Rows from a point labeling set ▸
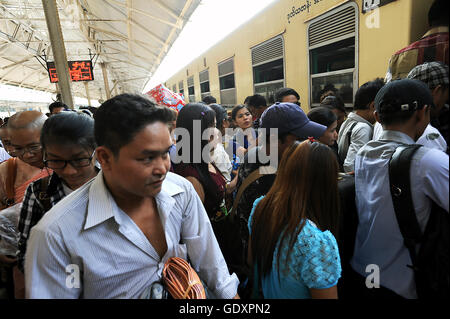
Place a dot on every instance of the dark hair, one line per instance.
(186, 117)
(236, 109)
(334, 102)
(305, 188)
(322, 115)
(119, 119)
(56, 105)
(285, 92)
(209, 99)
(366, 93)
(258, 101)
(69, 128)
(221, 115)
(438, 13)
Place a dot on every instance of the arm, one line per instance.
(204, 251)
(198, 187)
(434, 169)
(49, 270)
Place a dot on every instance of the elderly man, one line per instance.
(117, 231)
(24, 131)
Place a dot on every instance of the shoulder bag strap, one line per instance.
(11, 180)
(43, 196)
(348, 137)
(400, 186)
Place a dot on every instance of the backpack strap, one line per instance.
(10, 181)
(400, 185)
(348, 137)
(44, 198)
(257, 173)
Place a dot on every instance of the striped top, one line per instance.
(87, 247)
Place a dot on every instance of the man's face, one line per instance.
(289, 99)
(57, 110)
(27, 146)
(141, 166)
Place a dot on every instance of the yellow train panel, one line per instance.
(303, 27)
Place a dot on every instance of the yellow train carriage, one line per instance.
(308, 45)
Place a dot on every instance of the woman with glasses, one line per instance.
(68, 147)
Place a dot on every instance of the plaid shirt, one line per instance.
(33, 210)
(432, 47)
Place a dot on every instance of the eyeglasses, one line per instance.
(76, 163)
(33, 149)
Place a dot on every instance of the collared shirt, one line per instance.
(88, 234)
(378, 238)
(433, 46)
(430, 138)
(361, 134)
(33, 210)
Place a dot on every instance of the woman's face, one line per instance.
(244, 118)
(330, 135)
(74, 177)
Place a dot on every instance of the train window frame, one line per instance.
(191, 88)
(231, 91)
(204, 83)
(279, 82)
(354, 71)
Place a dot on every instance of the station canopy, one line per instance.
(130, 37)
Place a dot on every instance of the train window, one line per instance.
(204, 83)
(226, 82)
(268, 67)
(333, 58)
(191, 90)
(181, 87)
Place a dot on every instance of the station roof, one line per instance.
(131, 37)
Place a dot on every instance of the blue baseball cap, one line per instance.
(290, 118)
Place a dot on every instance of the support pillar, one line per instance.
(86, 86)
(59, 50)
(105, 79)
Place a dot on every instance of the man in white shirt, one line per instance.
(112, 237)
(357, 129)
(403, 108)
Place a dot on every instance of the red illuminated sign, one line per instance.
(79, 71)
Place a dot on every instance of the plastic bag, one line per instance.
(9, 235)
(163, 96)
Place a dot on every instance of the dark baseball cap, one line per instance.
(290, 118)
(403, 95)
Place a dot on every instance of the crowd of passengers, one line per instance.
(111, 192)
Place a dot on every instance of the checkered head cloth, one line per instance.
(431, 73)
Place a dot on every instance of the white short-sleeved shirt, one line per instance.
(378, 238)
(88, 232)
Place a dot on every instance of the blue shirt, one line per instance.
(314, 263)
(114, 258)
(378, 237)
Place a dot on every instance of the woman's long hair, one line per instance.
(305, 188)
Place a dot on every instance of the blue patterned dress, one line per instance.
(314, 263)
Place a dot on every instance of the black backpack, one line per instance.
(431, 263)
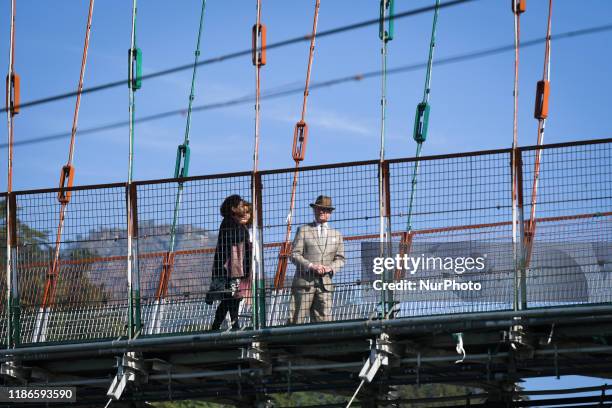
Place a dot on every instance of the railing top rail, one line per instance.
(318, 167)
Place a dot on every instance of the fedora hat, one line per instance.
(323, 202)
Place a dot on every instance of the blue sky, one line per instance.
(471, 101)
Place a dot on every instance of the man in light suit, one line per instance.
(318, 254)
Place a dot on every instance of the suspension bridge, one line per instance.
(105, 286)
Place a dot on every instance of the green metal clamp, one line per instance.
(135, 62)
(421, 122)
(181, 169)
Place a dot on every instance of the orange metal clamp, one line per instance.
(519, 6)
(541, 105)
(67, 175)
(13, 95)
(259, 56)
(300, 137)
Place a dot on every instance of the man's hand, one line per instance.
(318, 268)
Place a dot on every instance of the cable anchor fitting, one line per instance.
(66, 176)
(300, 138)
(383, 352)
(281, 267)
(386, 26)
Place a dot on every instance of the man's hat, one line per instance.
(323, 202)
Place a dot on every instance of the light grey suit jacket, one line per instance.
(307, 248)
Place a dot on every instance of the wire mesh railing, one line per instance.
(462, 209)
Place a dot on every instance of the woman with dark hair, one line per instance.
(232, 261)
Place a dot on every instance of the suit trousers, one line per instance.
(311, 301)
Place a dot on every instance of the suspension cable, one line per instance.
(66, 181)
(257, 275)
(134, 83)
(421, 121)
(540, 113)
(181, 170)
(12, 108)
(385, 33)
(300, 138)
(518, 7)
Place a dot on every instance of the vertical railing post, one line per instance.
(258, 275)
(386, 244)
(520, 284)
(522, 278)
(12, 284)
(133, 276)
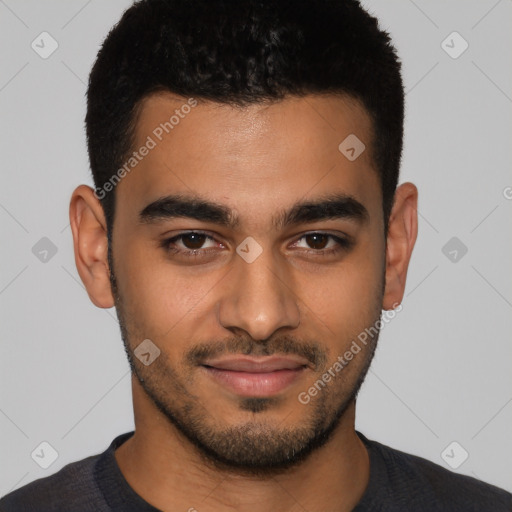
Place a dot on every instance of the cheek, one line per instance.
(159, 299)
(347, 295)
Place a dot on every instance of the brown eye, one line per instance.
(317, 241)
(193, 241)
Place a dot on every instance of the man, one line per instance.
(247, 225)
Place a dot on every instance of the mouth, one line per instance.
(256, 377)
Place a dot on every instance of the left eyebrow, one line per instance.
(331, 207)
(337, 206)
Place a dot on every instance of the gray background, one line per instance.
(442, 370)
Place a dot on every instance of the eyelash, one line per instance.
(342, 244)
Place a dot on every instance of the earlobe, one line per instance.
(90, 244)
(402, 233)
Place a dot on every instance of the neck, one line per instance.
(167, 471)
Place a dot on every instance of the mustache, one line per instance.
(311, 351)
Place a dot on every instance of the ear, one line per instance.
(402, 232)
(90, 244)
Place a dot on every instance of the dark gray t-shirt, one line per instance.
(398, 482)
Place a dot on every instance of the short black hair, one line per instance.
(241, 52)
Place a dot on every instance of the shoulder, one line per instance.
(72, 488)
(429, 486)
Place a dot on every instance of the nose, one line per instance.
(259, 297)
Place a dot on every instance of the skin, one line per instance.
(256, 161)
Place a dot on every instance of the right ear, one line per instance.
(90, 244)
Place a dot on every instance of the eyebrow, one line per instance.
(330, 207)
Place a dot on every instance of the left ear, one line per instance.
(402, 232)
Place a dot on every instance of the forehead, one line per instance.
(259, 155)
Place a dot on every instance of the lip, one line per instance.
(249, 376)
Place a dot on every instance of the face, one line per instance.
(248, 255)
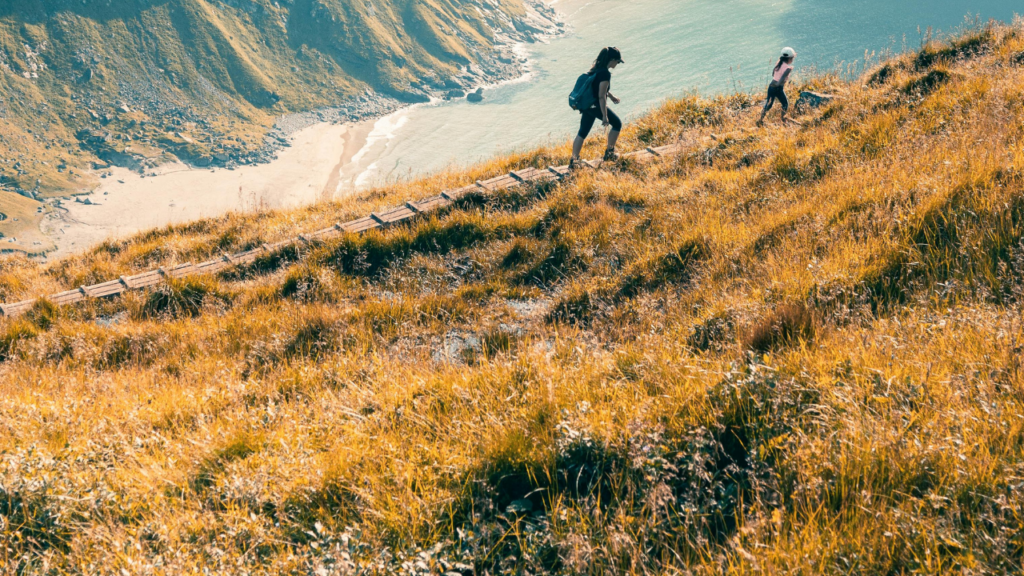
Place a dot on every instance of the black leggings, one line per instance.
(776, 93)
(592, 115)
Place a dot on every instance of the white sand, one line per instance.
(316, 167)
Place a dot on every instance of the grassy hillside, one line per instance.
(136, 83)
(787, 351)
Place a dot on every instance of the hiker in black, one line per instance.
(606, 60)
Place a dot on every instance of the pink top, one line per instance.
(781, 72)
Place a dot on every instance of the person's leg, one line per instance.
(586, 125)
(769, 100)
(616, 127)
(578, 147)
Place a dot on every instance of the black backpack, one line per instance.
(582, 96)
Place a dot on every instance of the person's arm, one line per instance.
(602, 100)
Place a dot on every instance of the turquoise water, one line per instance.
(671, 47)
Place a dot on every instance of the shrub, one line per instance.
(183, 297)
(782, 326)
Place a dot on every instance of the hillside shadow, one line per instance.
(39, 11)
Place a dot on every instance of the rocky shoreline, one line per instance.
(500, 65)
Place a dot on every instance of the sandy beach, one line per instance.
(324, 160)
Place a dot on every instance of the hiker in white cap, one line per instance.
(776, 90)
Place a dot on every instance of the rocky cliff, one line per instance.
(88, 83)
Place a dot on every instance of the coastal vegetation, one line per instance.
(790, 350)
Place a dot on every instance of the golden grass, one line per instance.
(787, 351)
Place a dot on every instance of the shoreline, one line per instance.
(312, 157)
(127, 202)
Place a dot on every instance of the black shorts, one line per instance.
(776, 93)
(592, 115)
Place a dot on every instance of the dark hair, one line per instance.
(780, 60)
(606, 56)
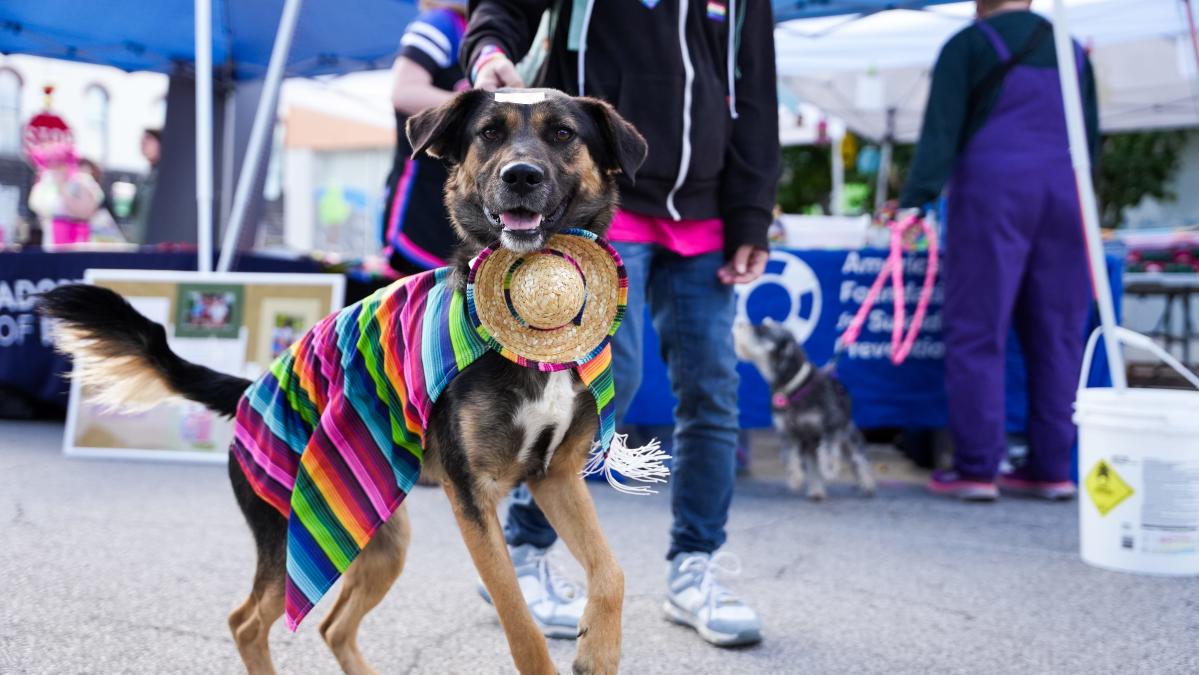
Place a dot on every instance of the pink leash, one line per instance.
(901, 343)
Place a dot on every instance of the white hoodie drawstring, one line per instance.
(733, 58)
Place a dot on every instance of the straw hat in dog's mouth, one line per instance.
(552, 308)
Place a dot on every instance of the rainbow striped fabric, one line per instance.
(332, 434)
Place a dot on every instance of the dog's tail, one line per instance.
(122, 357)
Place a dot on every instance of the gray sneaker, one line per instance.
(696, 597)
(555, 601)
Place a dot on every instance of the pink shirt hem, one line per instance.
(685, 237)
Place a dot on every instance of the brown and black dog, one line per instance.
(525, 164)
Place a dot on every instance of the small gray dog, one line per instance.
(811, 409)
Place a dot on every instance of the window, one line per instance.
(94, 134)
(10, 112)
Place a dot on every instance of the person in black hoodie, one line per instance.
(697, 78)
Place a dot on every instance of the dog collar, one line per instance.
(794, 390)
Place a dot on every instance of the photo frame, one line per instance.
(234, 323)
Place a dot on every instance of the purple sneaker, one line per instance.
(951, 483)
(1019, 483)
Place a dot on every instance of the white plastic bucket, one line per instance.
(1138, 463)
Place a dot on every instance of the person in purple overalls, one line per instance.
(994, 131)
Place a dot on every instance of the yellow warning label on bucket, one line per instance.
(1106, 487)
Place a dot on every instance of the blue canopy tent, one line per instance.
(788, 10)
(357, 34)
(157, 35)
(238, 41)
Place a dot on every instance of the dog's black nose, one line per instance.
(522, 176)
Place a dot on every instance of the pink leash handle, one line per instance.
(901, 343)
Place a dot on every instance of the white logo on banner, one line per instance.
(800, 282)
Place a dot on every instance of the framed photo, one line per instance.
(235, 323)
(282, 321)
(209, 311)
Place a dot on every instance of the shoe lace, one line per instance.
(552, 576)
(711, 572)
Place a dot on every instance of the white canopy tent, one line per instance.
(839, 78)
(861, 71)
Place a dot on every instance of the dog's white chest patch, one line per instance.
(554, 409)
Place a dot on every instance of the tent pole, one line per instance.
(1079, 151)
(260, 133)
(204, 134)
(884, 179)
(1191, 25)
(228, 132)
(837, 198)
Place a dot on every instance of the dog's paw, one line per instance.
(588, 664)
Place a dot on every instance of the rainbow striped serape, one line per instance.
(332, 434)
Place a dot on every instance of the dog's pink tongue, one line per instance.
(513, 221)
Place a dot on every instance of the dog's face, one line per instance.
(528, 163)
(770, 347)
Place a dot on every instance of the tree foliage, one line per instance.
(1136, 166)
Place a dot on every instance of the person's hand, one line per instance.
(496, 73)
(747, 264)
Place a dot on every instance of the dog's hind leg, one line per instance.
(566, 501)
(794, 465)
(809, 457)
(365, 584)
(481, 531)
(251, 622)
(854, 449)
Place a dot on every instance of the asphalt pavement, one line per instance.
(132, 567)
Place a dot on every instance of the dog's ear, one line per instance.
(624, 148)
(438, 132)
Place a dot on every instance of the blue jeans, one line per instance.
(693, 317)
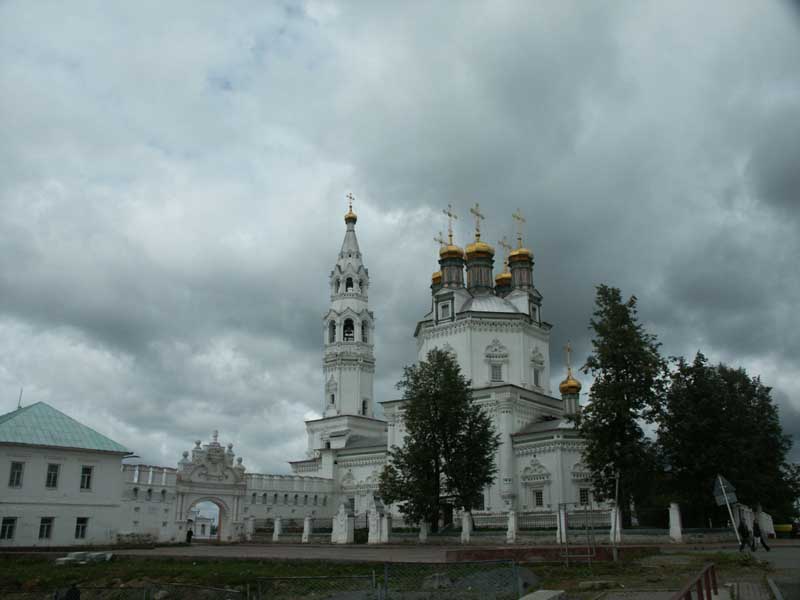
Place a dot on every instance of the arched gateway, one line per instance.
(210, 475)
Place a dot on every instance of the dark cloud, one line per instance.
(172, 188)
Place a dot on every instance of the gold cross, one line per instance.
(450, 216)
(517, 216)
(476, 210)
(507, 247)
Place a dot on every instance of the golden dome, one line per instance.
(479, 247)
(570, 385)
(520, 254)
(503, 278)
(451, 251)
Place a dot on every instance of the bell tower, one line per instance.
(348, 361)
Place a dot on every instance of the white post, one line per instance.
(466, 526)
(423, 533)
(276, 532)
(386, 527)
(561, 525)
(675, 525)
(616, 525)
(511, 531)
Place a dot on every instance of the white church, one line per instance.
(65, 484)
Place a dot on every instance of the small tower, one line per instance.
(570, 388)
(480, 260)
(348, 362)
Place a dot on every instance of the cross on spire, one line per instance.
(476, 211)
(507, 247)
(517, 216)
(450, 217)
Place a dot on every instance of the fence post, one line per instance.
(511, 531)
(675, 525)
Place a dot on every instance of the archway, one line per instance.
(205, 519)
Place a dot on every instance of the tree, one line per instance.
(448, 454)
(629, 383)
(717, 419)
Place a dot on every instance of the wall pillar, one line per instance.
(675, 525)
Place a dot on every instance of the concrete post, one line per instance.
(466, 527)
(615, 518)
(561, 525)
(276, 532)
(511, 531)
(675, 525)
(386, 528)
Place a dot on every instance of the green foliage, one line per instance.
(450, 446)
(717, 419)
(629, 383)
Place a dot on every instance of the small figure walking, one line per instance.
(757, 534)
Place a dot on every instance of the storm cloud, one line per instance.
(172, 182)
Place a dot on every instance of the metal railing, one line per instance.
(703, 584)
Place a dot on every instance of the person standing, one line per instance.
(757, 533)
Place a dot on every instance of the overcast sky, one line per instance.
(172, 183)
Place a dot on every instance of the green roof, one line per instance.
(42, 425)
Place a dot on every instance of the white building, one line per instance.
(492, 325)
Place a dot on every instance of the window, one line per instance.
(348, 332)
(81, 525)
(45, 528)
(15, 478)
(331, 332)
(444, 311)
(497, 372)
(7, 528)
(86, 478)
(52, 476)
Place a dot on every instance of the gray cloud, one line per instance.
(171, 184)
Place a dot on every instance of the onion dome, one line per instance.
(570, 385)
(479, 248)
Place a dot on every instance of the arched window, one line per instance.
(348, 331)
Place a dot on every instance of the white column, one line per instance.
(561, 525)
(675, 525)
(511, 531)
(466, 527)
(276, 533)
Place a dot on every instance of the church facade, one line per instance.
(493, 326)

YOUR OBJECTIVE ▸
Repeat word for word the part of the rows above that opens with the line containing "Place a dot on every instance of the white church, one" and closes with the final line of the rows, including both of those lines.

RESULT BELOW ▸
Place a dot on every instance of the white church, one line per instance.
(65, 484)
Place a dot on every instance of the small tower, one line per instance.
(570, 388)
(480, 260)
(348, 362)
Place a dot on every instance of the cross on spire, one line per instance.
(476, 211)
(507, 247)
(517, 216)
(450, 217)
Place a dot on every instance of the fence post, one line per instance.
(511, 531)
(675, 525)
Place a dot on every instance of the archway, one line per instance.
(205, 519)
Place a dot on every instance of the tree, one line per instance.
(448, 454)
(629, 383)
(717, 419)
Place a dot on every instance of the wall pillar, one line per instance.
(675, 525)
Place a dot on every instance of the concrete post, one line per instance.
(466, 527)
(615, 518)
(561, 525)
(276, 532)
(511, 531)
(675, 525)
(386, 528)
Place a dot on every instance of the green foliage, one line per instance.
(450, 446)
(717, 419)
(629, 383)
Place a dot on every instance of the small figure walking, one line per instance.
(757, 534)
Place a dot on every instance of the storm cloud, one line per instance.
(172, 182)
Place a dot on every instance of the metal railing, one line per instance.
(703, 584)
Place a dot on every instance of the person standing, one line per instance.
(757, 533)
Place a dot on every instance of the overcast sky, one line per instance.
(172, 183)
Place a dot on every instance of the green roof, one line per instance.
(42, 425)
Place a dot on every instance of the white building, one line per instance.
(492, 325)
Place a dot on every instance of the window, one line per instance.
(348, 332)
(81, 525)
(45, 528)
(15, 478)
(331, 332)
(444, 311)
(497, 372)
(7, 528)
(86, 478)
(52, 476)
Place a dot on every instance of the gray cloud, one line per instance.
(171, 184)
Place a dot on every instance of the onion dome, one line per instance.
(570, 385)
(479, 248)
Place a dot on every instance of the arched window, one line per instance.
(348, 331)
Place a dot on every instance of the white column, one line per instance.
(561, 525)
(675, 525)
(511, 531)
(466, 527)
(276, 533)
Place a dot on every instance of the church facade, one line per instance.
(493, 326)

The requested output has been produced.